Il est parfois difficile de donner son avis sur une oeuvre autobiographique. J'arrive parfaitement à comprendre d'ailleurs que l'on puisse ne pas adhérer à ce genre, ne pas arriver à s'intéresser à l'histoire racontée, une histoire qui ne nous concerne pas et qui pourtant semble avoir assez d'importance aux yeux de l'auteur pour qu'il décide de la coucher sur le papier. Personnellement, j'affectionne particulièrement ce genre, notamment quand il traite de la relation mère/enfant.
Les quelques phrases de résumé ont su me convaincre et, sans elles, je crois que je me serais laissé tenter par la couverture que je trouve tout simplement parfaite. L'image de cette mère tenant amoureusement son petit garçon est celle que je vais garder de ce très beau texte.
2004. Lydie, l'épouse de l'auteur, lui remet une boîte qu'elle a trouvée chez le père de ce dernier. le vieil homme vient de décéder. Cette boîte contenant photos et lettres restera plus de trois ans au fond d'un placard. L'ouvrir est pourtant une nécessité : « Si Pandore a fait une erreur en ouvrant sa boîte, je ne sais pas ce que j'ai fait en ouvrant la mienne. » (p.12) Cette boîte renferme tout ce que l'auteur ne sait pas, ce qu'il a oublié.

Lignes issues d'une collecte de données:
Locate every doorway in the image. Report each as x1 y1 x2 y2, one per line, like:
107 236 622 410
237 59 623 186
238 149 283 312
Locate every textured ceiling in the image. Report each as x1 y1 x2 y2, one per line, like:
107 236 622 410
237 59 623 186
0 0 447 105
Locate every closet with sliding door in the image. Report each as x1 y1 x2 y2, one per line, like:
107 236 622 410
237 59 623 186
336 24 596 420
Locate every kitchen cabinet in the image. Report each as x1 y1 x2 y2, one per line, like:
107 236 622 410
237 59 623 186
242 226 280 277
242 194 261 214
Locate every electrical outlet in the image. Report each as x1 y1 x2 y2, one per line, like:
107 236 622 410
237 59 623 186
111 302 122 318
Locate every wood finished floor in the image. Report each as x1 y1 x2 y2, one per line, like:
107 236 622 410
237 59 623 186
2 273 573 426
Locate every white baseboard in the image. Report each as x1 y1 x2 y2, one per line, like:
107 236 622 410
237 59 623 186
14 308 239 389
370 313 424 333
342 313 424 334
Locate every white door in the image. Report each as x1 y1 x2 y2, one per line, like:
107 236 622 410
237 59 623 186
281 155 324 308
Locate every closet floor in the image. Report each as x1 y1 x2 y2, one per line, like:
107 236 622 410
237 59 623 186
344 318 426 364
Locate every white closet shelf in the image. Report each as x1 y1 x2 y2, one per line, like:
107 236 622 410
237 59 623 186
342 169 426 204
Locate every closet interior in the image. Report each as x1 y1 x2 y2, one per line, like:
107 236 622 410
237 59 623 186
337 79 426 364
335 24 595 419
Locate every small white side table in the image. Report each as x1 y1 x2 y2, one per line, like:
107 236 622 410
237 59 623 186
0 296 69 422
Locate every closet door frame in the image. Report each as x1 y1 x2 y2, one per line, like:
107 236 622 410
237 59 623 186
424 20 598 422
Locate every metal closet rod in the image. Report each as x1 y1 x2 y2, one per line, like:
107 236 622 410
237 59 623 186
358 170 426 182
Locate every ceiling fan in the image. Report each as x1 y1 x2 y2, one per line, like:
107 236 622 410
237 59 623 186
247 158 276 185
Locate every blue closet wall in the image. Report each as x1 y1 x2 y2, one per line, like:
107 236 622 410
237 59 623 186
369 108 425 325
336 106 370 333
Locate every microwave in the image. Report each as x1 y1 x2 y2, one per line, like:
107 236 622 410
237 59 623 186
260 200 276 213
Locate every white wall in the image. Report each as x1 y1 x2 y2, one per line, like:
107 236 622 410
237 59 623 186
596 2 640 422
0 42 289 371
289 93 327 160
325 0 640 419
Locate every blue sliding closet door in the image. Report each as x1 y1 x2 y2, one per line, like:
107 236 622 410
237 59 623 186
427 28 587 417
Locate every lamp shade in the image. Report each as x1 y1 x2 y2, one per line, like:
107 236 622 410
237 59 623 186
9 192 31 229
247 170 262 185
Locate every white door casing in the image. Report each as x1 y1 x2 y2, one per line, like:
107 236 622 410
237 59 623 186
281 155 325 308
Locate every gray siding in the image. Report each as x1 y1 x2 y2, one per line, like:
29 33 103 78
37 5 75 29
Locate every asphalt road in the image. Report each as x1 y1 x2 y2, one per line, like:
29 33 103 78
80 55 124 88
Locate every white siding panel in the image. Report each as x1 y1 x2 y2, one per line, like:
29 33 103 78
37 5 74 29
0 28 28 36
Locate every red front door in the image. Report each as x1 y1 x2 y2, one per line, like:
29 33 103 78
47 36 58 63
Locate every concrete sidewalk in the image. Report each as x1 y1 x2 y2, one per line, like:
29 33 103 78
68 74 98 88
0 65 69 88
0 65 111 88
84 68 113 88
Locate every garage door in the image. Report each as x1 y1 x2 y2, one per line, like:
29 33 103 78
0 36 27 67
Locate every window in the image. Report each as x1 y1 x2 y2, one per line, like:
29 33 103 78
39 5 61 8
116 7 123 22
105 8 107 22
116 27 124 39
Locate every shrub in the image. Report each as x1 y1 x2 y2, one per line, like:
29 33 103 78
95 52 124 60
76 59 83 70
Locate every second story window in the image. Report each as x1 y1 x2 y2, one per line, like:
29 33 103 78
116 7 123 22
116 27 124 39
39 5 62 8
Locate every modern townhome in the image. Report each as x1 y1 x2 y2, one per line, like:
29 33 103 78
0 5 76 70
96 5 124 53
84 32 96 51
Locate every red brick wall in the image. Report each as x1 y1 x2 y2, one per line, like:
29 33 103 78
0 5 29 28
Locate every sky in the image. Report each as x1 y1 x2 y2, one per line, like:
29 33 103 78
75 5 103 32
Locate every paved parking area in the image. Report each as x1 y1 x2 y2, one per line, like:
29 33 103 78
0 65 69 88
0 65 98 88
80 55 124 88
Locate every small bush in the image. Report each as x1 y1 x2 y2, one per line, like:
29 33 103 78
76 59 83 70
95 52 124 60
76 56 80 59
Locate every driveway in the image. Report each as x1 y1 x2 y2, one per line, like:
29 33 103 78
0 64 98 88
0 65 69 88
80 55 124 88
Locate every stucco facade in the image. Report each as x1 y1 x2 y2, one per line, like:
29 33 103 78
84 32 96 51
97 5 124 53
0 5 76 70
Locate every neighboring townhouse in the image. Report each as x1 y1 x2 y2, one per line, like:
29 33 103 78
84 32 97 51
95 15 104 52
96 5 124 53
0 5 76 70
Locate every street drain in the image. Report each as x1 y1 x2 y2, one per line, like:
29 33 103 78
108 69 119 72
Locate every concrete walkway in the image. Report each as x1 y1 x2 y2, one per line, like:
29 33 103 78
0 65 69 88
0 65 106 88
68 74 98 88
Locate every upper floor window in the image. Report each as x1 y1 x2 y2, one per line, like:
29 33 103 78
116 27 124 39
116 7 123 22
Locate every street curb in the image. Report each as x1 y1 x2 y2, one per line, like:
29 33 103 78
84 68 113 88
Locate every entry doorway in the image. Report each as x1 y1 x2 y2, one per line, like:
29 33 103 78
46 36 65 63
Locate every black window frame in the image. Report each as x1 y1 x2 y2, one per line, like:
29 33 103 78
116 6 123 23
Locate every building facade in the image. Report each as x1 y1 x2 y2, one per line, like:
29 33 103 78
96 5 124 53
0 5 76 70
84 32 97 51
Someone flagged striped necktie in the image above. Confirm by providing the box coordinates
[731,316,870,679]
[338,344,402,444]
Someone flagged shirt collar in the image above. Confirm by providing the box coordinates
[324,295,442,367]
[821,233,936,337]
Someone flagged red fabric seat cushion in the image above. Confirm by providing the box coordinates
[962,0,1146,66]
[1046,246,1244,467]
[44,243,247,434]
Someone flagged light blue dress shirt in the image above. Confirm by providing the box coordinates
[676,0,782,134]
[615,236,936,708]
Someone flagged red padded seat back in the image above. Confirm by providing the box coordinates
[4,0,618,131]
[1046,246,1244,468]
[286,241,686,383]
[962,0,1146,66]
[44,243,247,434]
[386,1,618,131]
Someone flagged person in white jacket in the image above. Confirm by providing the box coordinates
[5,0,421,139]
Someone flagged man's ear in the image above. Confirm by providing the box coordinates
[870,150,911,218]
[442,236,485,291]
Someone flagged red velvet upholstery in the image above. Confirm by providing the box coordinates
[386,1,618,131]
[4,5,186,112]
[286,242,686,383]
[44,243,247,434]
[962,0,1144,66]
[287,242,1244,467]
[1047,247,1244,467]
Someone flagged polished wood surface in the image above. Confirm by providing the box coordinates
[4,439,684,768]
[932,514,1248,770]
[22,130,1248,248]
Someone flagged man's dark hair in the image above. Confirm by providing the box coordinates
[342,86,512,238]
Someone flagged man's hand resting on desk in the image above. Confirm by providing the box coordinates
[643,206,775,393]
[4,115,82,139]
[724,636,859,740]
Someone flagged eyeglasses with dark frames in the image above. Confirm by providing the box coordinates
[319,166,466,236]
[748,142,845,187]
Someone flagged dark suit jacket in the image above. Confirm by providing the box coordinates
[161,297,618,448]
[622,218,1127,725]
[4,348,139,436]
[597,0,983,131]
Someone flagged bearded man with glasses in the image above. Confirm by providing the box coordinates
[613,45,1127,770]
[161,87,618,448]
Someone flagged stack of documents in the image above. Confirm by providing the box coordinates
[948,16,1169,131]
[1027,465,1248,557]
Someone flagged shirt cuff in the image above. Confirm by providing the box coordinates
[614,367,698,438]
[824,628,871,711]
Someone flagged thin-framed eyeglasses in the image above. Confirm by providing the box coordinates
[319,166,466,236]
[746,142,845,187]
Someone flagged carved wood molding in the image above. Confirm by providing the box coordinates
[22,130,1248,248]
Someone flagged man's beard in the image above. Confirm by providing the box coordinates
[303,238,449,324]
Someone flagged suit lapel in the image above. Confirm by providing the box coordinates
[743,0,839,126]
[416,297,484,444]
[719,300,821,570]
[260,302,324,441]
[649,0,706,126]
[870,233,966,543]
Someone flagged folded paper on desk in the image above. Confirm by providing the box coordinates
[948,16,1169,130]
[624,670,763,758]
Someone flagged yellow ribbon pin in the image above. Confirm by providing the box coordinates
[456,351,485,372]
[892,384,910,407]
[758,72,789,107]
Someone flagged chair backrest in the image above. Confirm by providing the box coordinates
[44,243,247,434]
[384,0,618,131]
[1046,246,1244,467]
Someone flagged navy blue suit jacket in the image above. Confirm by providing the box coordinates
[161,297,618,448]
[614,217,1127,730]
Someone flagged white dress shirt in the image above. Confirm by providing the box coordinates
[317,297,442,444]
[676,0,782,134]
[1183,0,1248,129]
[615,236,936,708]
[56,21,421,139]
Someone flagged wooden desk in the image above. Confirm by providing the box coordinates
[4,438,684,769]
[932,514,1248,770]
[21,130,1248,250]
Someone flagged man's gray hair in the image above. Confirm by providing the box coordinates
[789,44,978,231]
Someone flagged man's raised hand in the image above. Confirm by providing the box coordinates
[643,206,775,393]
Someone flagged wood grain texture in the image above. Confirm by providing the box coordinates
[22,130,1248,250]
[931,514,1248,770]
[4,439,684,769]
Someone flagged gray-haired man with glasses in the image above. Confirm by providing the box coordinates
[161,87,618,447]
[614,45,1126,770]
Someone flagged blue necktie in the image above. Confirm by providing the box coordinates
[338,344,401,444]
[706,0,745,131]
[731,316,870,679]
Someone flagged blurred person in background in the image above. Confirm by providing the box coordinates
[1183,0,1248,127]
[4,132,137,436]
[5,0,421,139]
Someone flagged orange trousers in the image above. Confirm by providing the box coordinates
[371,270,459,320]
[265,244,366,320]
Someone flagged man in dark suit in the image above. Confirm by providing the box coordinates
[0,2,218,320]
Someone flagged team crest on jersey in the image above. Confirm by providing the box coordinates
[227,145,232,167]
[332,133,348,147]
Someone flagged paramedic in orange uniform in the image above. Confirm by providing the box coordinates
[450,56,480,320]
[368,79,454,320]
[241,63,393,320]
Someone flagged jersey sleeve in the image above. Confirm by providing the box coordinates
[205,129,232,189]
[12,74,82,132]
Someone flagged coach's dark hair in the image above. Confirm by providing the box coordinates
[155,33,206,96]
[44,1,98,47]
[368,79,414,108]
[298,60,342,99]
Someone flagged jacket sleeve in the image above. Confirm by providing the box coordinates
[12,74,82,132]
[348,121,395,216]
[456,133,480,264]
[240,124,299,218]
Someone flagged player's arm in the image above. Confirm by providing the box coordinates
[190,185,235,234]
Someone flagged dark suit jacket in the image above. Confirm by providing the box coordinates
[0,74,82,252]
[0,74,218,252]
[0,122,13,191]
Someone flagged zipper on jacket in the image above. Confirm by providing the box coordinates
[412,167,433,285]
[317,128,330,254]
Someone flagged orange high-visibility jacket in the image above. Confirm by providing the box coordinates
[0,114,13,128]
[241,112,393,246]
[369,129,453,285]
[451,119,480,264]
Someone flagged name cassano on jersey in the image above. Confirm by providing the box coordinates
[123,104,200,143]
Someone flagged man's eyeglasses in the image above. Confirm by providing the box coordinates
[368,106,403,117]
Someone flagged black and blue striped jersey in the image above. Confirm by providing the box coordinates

La consigne: Poursuivez, s'il vous plaît, la critique du récit autobiographique à partir de l'endroit où elle s'arrête. Ces lignes n'ont aucun lien avec la critique du récit autobiographique.

Réponse:
1960. La grande majorité des lettres date de cette année-là, une année qui a été purement et simplement effacée de la mémoire de l'auteur. On y parle du quotidien, des plantes, de cuisine, on y demande des nouvelles. Les auteurs de ces lettres ne sont autres que Jean et Germaine, les parents de Pierre-Marie. Atteinte d'un cancer, Germaine est hospitalisée, les séances de rayons se succèdent. Elle semble guérir, lentement, animée par la joie de pouvoir revoir bientôt son Pierre, son amour de petit garçon. Jean, de son côté, assure les tâches ménagères et s'occupe de son fils du mieux qu'il peut, s'inquiétant pour la santé de sa femme mais confiant en l'avenir. Les lettres, en effet, sont souvent enthousiastes, Germaine n'y fait presque jamais allusion à sa maladie. Elle n'a qu'une hâte : retrouver ses deux hommes. La permission est enfin accordée. Fin août, la petite famille est à nouveau réunie et passe ses vacances chez des cousins qui ont accueilli quelques semaines plus tôt le petit Pierre. Jean retourne travailler. le 5 septembre, Germaine écrit à son époux au sujet de malaises qui l'ont reprise depuis quelques jours, elle évoque Pierre qui s'amuse comme jamais. Ce sera sa dernière lettre. Elle décède le 27 septembre 1960.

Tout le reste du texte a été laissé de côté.